私は今年度より佐賀県医療的ケア児支援センターで教育アドバイザーという役割をいただいているので、先日開催されました佐賀県の令和5年度医療的ケア児等支援者・コーディネーター養成研修に講師の一人として参加をさせていただきました。
この研修は佐賀県医療的ケア児支援センターが佐賀県より委託を受けて実施しています。
公開講座が3日間、集合研修が2日間で加えてオンデマンドの動画研修の視聴もあり、とても内容が濃いプログラムです。
今回も佐賀県内各地から参加をしておられました。
医療的ケア児の「就学」をテーマにした回を担当しました
佐賀県の医療的ケア児等支援者・コーディネーター養成研修は、コーディネーターとして活躍する予定の方だげでなく、合わせて医療的ケア児支援者を養成する目的も設定されています。
受講者の内訳は福祉現場で相談支援員として活躍中の方が割合としては多かったようですが、看護師や教員の方も参加をしておられました。
佐賀県医療的ケア児支援センターに寄せられる相談では「就学」に関する事が多く含まれているとの事で「就学」だけで1回分の研修となっているのはスゴイ事だなと思いました。

課題の説明: 上の佐賀県の医療的ケア児等支援者研修に関する文章を、最後の文の後から引き継いで書き進めてください。

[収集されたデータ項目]
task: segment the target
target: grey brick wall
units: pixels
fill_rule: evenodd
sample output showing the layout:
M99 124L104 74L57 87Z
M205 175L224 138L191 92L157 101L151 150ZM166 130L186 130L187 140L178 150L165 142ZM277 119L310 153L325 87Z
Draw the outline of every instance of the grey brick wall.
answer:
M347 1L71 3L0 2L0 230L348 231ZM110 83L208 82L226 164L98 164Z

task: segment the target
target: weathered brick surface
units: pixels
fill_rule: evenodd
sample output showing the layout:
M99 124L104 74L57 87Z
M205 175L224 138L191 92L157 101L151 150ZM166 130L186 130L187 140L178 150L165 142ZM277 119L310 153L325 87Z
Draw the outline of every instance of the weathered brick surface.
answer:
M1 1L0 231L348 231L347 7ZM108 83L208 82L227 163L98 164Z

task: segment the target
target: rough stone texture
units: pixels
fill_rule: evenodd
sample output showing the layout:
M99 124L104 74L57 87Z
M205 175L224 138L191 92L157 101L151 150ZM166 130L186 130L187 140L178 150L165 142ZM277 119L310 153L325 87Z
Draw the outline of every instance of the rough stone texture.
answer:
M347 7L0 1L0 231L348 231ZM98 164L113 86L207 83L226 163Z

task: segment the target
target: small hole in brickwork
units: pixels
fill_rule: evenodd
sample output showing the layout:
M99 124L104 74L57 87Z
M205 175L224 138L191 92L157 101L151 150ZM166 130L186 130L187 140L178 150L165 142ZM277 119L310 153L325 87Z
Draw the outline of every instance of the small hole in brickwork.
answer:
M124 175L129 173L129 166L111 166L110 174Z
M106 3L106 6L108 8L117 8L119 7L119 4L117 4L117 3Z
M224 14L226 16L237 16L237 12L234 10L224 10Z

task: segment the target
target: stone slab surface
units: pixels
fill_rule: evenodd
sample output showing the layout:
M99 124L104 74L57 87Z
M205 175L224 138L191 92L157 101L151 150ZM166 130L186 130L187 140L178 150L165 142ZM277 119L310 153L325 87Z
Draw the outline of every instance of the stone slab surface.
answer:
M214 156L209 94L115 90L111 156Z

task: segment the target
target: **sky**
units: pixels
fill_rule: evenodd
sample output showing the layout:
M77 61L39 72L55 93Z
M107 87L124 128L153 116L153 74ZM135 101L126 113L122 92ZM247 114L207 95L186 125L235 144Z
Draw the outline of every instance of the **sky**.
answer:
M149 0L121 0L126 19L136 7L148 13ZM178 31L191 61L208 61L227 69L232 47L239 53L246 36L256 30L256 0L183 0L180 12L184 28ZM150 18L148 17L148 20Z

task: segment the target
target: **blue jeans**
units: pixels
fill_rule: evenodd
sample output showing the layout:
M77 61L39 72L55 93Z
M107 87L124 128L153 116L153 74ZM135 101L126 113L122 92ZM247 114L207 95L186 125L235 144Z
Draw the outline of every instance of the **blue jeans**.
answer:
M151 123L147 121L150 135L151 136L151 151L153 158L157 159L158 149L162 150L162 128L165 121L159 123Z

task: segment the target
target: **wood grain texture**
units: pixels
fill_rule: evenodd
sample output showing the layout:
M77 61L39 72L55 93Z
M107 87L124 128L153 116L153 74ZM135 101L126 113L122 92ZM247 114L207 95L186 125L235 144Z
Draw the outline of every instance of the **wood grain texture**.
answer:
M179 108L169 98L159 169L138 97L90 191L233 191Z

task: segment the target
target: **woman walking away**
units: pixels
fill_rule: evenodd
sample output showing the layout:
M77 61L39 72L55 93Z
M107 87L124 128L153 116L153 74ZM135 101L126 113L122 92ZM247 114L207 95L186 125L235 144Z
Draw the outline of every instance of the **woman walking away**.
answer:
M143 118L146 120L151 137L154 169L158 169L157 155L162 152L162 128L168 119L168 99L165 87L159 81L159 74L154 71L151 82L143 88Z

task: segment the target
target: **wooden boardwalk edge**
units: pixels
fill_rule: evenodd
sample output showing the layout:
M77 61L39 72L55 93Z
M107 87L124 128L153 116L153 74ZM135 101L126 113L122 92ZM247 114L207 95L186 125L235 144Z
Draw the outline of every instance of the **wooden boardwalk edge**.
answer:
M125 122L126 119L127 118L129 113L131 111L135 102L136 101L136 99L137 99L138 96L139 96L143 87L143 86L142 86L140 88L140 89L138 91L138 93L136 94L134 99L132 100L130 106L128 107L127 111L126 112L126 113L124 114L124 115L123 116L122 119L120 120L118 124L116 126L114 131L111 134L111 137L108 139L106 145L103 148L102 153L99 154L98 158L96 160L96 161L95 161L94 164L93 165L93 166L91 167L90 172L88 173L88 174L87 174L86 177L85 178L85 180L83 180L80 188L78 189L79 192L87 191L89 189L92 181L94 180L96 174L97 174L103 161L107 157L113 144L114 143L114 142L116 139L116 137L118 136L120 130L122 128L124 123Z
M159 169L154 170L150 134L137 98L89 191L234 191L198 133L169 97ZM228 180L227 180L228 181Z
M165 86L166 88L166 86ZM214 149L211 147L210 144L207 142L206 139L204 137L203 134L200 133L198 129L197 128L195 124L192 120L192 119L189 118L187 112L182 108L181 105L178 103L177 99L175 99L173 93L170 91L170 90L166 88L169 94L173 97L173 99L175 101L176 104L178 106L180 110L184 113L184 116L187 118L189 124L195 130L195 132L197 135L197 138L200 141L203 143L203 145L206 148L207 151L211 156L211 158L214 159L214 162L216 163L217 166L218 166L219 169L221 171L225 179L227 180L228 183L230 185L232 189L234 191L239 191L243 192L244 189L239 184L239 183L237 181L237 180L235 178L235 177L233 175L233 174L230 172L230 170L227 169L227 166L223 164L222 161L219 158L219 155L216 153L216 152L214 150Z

記述による解答:
私の他にも講師としては、佐賀県教育委員会特別支援教育室の方が就学の仕組みや流れについて、文科省の資料に基づいた内容を中心に講義を担当しておられました。もちろん佐賀県の特別支援教育の取り組みの説明もありました。
また佐賀県内の市立小学校での医療的ケア実施体制については佐賀市教育委員会と伊万里市教育委員会よりそれぞれ担当者の方からの説明がありました。
私からも医療的ケア児が学校に就学するまでの流れや、学校でケアを実施するまでの一般的な手続き等について説明をさせていただきました。
県立特別支援学校の説明と、市立の小学校の説明をひとつの研修の中で一連の流れとして聞く事ができる研修は貴重だと思います。
子ども達の就学先の決定についてはどの時点で、どういった観点で決まっていくのか、という事が受講者の皆さんに伝わっていればいいなと思いました。
日々医療的ケア児に接している方々の現場の声を聞かせていただきました
今回の研修での私の役割は、学校で働く看護師及び教職員の役割を知っていただく事です。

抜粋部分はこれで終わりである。